[What to produce] In the records below, locate the line containing "the man's hand in the photo above.", then output that line and all later lines exactly, through the last one.
-- start --
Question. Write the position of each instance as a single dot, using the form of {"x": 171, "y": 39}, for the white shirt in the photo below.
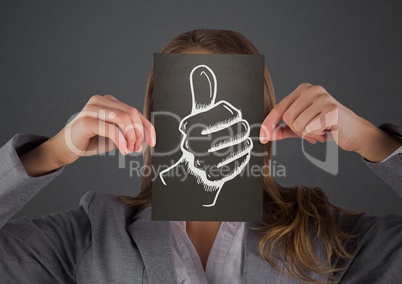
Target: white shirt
{"x": 224, "y": 264}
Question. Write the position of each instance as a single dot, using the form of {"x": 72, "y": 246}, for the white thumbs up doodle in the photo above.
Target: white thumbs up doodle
{"x": 223, "y": 148}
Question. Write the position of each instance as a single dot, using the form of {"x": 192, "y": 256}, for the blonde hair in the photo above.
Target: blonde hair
{"x": 294, "y": 218}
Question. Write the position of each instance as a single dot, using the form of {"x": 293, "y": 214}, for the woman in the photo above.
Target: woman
{"x": 112, "y": 240}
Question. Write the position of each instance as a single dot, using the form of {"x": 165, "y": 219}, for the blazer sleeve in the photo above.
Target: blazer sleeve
{"x": 390, "y": 170}
{"x": 43, "y": 250}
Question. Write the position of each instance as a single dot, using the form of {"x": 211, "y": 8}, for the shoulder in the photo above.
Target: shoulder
{"x": 106, "y": 207}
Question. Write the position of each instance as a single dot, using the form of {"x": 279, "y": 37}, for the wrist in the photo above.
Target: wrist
{"x": 40, "y": 160}
{"x": 377, "y": 145}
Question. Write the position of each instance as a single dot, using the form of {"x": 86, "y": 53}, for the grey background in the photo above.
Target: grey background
{"x": 55, "y": 54}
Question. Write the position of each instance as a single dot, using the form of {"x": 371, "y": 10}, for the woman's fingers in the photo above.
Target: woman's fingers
{"x": 88, "y": 127}
{"x": 136, "y": 130}
{"x": 299, "y": 110}
{"x": 271, "y": 121}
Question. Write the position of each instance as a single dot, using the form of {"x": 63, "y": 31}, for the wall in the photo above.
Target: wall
{"x": 54, "y": 55}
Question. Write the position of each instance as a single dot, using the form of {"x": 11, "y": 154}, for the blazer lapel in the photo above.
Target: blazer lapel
{"x": 155, "y": 246}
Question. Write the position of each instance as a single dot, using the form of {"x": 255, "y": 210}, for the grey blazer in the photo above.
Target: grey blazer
{"x": 104, "y": 241}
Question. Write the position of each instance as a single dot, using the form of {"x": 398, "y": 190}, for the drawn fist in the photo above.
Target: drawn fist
{"x": 215, "y": 144}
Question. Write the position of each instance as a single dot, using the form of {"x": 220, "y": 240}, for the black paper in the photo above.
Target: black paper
{"x": 207, "y": 163}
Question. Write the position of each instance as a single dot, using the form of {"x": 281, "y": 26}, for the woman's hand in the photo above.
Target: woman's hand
{"x": 104, "y": 124}
{"x": 310, "y": 112}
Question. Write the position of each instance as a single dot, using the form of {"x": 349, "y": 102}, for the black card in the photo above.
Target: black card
{"x": 207, "y": 112}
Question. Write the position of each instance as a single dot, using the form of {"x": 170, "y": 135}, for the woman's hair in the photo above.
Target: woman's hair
{"x": 295, "y": 219}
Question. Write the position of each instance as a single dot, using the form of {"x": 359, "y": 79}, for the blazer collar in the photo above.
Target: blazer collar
{"x": 155, "y": 246}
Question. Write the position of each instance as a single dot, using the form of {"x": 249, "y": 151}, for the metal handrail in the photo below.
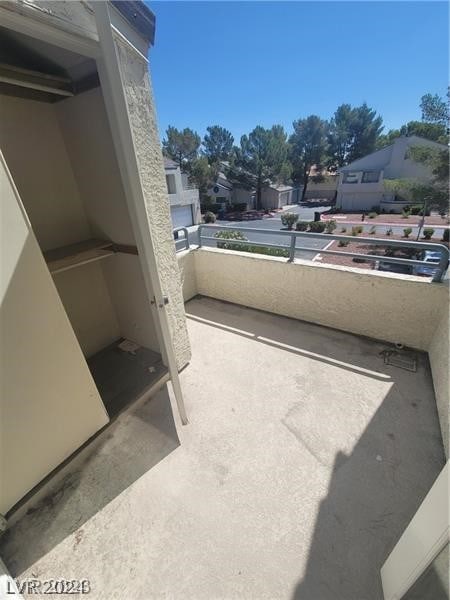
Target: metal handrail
{"x": 184, "y": 239}
{"x": 441, "y": 266}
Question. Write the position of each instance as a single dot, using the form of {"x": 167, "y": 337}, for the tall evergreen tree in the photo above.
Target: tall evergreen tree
{"x": 217, "y": 144}
{"x": 435, "y": 109}
{"x": 259, "y": 159}
{"x": 308, "y": 147}
{"x": 181, "y": 146}
{"x": 354, "y": 133}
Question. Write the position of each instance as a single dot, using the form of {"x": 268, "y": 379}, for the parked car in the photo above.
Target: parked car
{"x": 394, "y": 267}
{"x": 432, "y": 257}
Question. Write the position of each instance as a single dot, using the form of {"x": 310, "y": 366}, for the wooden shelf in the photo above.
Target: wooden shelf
{"x": 69, "y": 257}
{"x": 123, "y": 372}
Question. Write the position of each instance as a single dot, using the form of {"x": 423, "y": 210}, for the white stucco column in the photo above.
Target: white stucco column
{"x": 142, "y": 118}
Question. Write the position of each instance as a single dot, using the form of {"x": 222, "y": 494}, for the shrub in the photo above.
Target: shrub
{"x": 268, "y": 251}
{"x": 407, "y": 232}
{"x": 330, "y": 226}
{"x": 357, "y": 230}
{"x": 237, "y": 235}
{"x": 240, "y": 206}
{"x": 301, "y": 226}
{"x": 317, "y": 226}
{"x": 289, "y": 219}
{"x": 230, "y": 235}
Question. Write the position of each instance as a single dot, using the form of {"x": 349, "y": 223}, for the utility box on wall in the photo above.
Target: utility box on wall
{"x": 92, "y": 313}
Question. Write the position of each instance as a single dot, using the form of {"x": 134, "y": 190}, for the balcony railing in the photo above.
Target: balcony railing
{"x": 293, "y": 236}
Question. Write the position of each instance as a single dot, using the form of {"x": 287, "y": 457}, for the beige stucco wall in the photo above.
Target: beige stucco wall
{"x": 188, "y": 274}
{"x": 34, "y": 148}
{"x": 141, "y": 112}
{"x": 47, "y": 409}
{"x": 439, "y": 355}
{"x": 383, "y": 306}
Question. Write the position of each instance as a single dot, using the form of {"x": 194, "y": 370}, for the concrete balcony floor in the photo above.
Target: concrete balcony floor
{"x": 304, "y": 460}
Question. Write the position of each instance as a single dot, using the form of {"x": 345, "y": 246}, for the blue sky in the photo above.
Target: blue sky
{"x": 242, "y": 64}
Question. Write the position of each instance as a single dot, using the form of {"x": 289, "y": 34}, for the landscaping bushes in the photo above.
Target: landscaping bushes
{"x": 301, "y": 225}
{"x": 357, "y": 230}
{"x": 235, "y": 245}
{"x": 330, "y": 226}
{"x": 289, "y": 219}
{"x": 407, "y": 232}
{"x": 231, "y": 235}
{"x": 317, "y": 226}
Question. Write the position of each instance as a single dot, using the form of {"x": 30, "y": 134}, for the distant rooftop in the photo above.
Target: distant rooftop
{"x": 169, "y": 163}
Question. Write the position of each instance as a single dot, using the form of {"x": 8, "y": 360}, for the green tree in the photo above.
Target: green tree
{"x": 353, "y": 133}
{"x": 340, "y": 137}
{"x": 259, "y": 159}
{"x": 435, "y": 191}
{"x": 366, "y": 128}
{"x": 203, "y": 174}
{"x": 435, "y": 109}
{"x": 217, "y": 144}
{"x": 181, "y": 146}
{"x": 308, "y": 147}
{"x": 435, "y": 132}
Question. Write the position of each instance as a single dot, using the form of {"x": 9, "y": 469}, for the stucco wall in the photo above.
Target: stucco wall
{"x": 142, "y": 118}
{"x": 439, "y": 355}
{"x": 188, "y": 277}
{"x": 384, "y": 306}
{"x": 48, "y": 410}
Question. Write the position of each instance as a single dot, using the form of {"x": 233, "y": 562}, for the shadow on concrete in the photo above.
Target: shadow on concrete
{"x": 134, "y": 443}
{"x": 317, "y": 342}
{"x": 376, "y": 488}
{"x": 370, "y": 502}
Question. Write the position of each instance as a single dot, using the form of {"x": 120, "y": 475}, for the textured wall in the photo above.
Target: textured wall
{"x": 440, "y": 364}
{"x": 382, "y": 306}
{"x": 188, "y": 276}
{"x": 139, "y": 98}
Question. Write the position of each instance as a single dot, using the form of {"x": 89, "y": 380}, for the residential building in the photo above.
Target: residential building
{"x": 361, "y": 183}
{"x": 315, "y": 464}
{"x": 275, "y": 196}
{"x": 322, "y": 185}
{"x": 222, "y": 191}
{"x": 92, "y": 316}
{"x": 183, "y": 196}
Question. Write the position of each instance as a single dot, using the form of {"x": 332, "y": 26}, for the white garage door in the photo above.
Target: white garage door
{"x": 181, "y": 216}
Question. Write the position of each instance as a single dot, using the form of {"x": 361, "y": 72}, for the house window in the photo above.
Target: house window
{"x": 371, "y": 176}
{"x": 171, "y": 187}
{"x": 350, "y": 177}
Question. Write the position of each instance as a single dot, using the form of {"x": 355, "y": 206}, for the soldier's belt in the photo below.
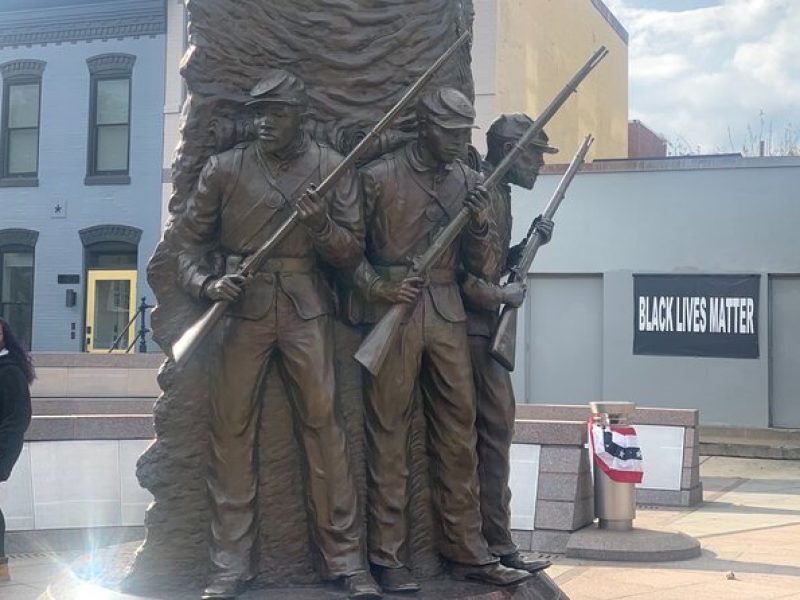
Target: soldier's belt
{"x": 288, "y": 265}
{"x": 400, "y": 272}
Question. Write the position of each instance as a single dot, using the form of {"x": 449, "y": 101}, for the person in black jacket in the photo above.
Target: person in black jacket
{"x": 16, "y": 375}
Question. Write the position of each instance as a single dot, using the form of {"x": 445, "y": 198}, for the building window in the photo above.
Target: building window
{"x": 16, "y": 281}
{"x": 22, "y": 88}
{"x": 109, "y": 119}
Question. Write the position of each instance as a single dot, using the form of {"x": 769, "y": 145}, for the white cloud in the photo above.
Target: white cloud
{"x": 695, "y": 74}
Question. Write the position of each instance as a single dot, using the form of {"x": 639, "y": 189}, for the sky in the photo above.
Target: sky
{"x": 703, "y": 71}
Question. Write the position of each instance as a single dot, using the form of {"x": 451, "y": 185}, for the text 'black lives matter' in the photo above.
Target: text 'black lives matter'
{"x": 696, "y": 315}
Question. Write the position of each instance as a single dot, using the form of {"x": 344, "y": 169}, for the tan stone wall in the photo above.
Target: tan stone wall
{"x": 539, "y": 46}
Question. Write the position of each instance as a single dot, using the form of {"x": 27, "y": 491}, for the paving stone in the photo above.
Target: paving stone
{"x": 522, "y": 538}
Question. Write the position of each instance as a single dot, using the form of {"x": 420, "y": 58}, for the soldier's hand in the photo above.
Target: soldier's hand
{"x": 514, "y": 293}
{"x": 477, "y": 201}
{"x": 228, "y": 288}
{"x": 545, "y": 228}
{"x": 312, "y": 210}
{"x": 403, "y": 292}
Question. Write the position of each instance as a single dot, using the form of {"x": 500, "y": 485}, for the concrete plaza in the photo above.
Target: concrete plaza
{"x": 748, "y": 526}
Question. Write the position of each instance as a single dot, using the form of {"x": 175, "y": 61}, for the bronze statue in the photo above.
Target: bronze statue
{"x": 283, "y": 311}
{"x": 409, "y": 195}
{"x": 483, "y": 299}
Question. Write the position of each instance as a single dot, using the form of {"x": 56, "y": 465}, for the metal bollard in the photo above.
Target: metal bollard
{"x": 614, "y": 502}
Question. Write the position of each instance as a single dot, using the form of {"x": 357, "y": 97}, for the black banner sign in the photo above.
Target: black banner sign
{"x": 696, "y": 315}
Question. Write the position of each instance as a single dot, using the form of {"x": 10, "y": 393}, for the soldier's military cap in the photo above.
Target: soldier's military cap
{"x": 447, "y": 108}
{"x": 279, "y": 86}
{"x": 513, "y": 126}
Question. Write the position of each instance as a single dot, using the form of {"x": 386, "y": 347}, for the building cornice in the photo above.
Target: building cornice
{"x": 83, "y": 23}
{"x": 18, "y": 237}
{"x": 112, "y": 63}
{"x": 679, "y": 163}
{"x": 110, "y": 233}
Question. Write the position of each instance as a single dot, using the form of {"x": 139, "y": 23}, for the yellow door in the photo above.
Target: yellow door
{"x": 110, "y": 308}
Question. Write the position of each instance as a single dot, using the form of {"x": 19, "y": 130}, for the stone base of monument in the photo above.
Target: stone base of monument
{"x": 101, "y": 577}
{"x": 636, "y": 545}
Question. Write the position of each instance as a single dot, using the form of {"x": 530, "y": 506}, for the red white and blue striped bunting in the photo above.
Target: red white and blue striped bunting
{"x": 616, "y": 452}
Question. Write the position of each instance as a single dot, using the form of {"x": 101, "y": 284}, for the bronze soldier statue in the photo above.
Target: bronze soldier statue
{"x": 483, "y": 298}
{"x": 284, "y": 310}
{"x": 409, "y": 195}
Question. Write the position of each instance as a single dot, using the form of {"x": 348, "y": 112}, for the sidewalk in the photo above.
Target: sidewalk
{"x": 749, "y": 525}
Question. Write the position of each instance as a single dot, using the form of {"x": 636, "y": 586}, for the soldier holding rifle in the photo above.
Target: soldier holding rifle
{"x": 410, "y": 195}
{"x": 482, "y": 299}
{"x": 285, "y": 309}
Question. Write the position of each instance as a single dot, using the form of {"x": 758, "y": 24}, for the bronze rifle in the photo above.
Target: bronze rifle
{"x": 185, "y": 346}
{"x": 373, "y": 350}
{"x": 504, "y": 343}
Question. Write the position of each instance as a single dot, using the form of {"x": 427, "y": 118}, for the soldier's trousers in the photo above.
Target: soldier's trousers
{"x": 495, "y": 421}
{"x": 306, "y": 352}
{"x": 436, "y": 350}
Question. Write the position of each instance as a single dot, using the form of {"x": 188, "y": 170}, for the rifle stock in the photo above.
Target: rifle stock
{"x": 374, "y": 343}
{"x": 185, "y": 346}
{"x": 504, "y": 343}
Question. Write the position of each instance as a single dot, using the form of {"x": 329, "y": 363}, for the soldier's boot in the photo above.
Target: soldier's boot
{"x": 361, "y": 585}
{"x": 517, "y": 560}
{"x": 398, "y": 580}
{"x": 493, "y": 574}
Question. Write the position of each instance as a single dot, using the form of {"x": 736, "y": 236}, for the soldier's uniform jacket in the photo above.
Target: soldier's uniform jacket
{"x": 482, "y": 297}
{"x": 406, "y": 205}
{"x": 239, "y": 203}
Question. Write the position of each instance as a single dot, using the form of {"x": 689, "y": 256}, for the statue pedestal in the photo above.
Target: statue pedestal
{"x": 101, "y": 576}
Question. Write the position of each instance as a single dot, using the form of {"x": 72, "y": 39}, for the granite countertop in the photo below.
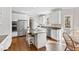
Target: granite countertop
{"x": 2, "y": 37}
{"x": 52, "y": 27}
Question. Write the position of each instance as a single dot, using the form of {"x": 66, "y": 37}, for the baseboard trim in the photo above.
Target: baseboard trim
{"x": 51, "y": 38}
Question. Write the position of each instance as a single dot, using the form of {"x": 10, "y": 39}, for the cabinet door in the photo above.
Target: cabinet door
{"x": 41, "y": 40}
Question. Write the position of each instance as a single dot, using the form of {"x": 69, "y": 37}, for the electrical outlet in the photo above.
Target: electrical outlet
{"x": 0, "y": 23}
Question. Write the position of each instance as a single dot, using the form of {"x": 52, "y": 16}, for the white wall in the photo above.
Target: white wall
{"x": 5, "y": 20}
{"x": 76, "y": 18}
{"x": 16, "y": 17}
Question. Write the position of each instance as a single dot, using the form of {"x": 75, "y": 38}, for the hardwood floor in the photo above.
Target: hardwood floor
{"x": 20, "y": 44}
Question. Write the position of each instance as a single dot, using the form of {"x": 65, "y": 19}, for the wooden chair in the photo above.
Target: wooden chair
{"x": 70, "y": 44}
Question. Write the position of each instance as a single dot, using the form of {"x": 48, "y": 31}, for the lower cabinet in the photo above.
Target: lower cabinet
{"x": 40, "y": 40}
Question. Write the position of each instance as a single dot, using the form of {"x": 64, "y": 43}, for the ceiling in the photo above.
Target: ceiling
{"x": 32, "y": 10}
{"x": 35, "y": 10}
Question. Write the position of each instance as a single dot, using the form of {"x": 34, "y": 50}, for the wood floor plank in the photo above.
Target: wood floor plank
{"x": 20, "y": 44}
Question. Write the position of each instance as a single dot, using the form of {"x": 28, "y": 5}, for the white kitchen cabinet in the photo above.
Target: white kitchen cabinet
{"x": 40, "y": 40}
{"x": 21, "y": 27}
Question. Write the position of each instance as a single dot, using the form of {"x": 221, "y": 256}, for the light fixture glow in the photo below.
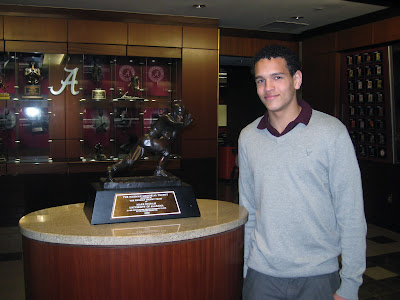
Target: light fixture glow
{"x": 32, "y": 112}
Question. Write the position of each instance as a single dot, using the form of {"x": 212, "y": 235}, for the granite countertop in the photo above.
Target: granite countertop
{"x": 68, "y": 224}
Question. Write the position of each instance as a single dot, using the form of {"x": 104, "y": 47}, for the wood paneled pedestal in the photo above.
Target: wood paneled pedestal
{"x": 209, "y": 267}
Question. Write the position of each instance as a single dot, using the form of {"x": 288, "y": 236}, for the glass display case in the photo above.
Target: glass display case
{"x": 25, "y": 107}
{"x": 367, "y": 105}
{"x": 107, "y": 103}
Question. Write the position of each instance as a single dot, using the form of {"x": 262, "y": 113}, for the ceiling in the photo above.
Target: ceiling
{"x": 266, "y": 15}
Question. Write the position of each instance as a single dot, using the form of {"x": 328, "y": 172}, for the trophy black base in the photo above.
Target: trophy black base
{"x": 132, "y": 199}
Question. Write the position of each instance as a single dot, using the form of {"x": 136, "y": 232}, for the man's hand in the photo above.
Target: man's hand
{"x": 337, "y": 297}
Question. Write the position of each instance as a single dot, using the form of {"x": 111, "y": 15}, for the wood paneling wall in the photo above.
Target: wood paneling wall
{"x": 200, "y": 73}
{"x": 200, "y": 38}
{"x": 387, "y": 30}
{"x": 355, "y": 37}
{"x": 96, "y": 49}
{"x": 155, "y": 35}
{"x": 1, "y": 28}
{"x": 45, "y": 47}
{"x": 35, "y": 29}
{"x": 97, "y": 32}
{"x": 248, "y": 47}
{"x": 154, "y": 52}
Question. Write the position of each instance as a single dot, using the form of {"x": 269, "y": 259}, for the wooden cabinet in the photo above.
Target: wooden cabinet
{"x": 155, "y": 35}
{"x": 199, "y": 91}
{"x": 320, "y": 44}
{"x": 154, "y": 52}
{"x": 355, "y": 37}
{"x": 200, "y": 37}
{"x": 1, "y": 28}
{"x": 387, "y": 30}
{"x": 44, "y": 47}
{"x": 97, "y": 32}
{"x": 76, "y": 48}
{"x": 321, "y": 82}
{"x": 35, "y": 29}
{"x": 248, "y": 47}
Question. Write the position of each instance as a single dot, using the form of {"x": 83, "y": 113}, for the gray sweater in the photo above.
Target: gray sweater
{"x": 304, "y": 196}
-- end --
[Exercise response]
Question. Write the position of each instance as a single dot, using the form of {"x": 136, "y": 232}, for the man's hand in the photo above.
Target: man's hand
{"x": 337, "y": 297}
Question. Write the position of each instance as a single dot, using the form of {"x": 111, "y": 15}, for the wood paneling wall in the photo above.
Target: wood paneling wall
{"x": 200, "y": 73}
{"x": 200, "y": 38}
{"x": 387, "y": 30}
{"x": 355, "y": 37}
{"x": 96, "y": 49}
{"x": 155, "y": 35}
{"x": 1, "y": 28}
{"x": 45, "y": 47}
{"x": 35, "y": 29}
{"x": 97, "y": 32}
{"x": 248, "y": 47}
{"x": 154, "y": 52}
Question. Write the position of each instance as a single dot, using the form of {"x": 269, "y": 259}, for the wooden cabinet in the photo above.
Target: wooden cabinet
{"x": 155, "y": 35}
{"x": 199, "y": 91}
{"x": 320, "y": 44}
{"x": 154, "y": 52}
{"x": 355, "y": 37}
{"x": 200, "y": 37}
{"x": 1, "y": 28}
{"x": 387, "y": 30}
{"x": 44, "y": 47}
{"x": 97, "y": 32}
{"x": 76, "y": 48}
{"x": 321, "y": 82}
{"x": 35, "y": 29}
{"x": 248, "y": 47}
Question. Write the position of each instance as a single dot, using the form of {"x": 83, "y": 113}, for the gray sweater in the photo above.
Target: gray sweater
{"x": 304, "y": 196}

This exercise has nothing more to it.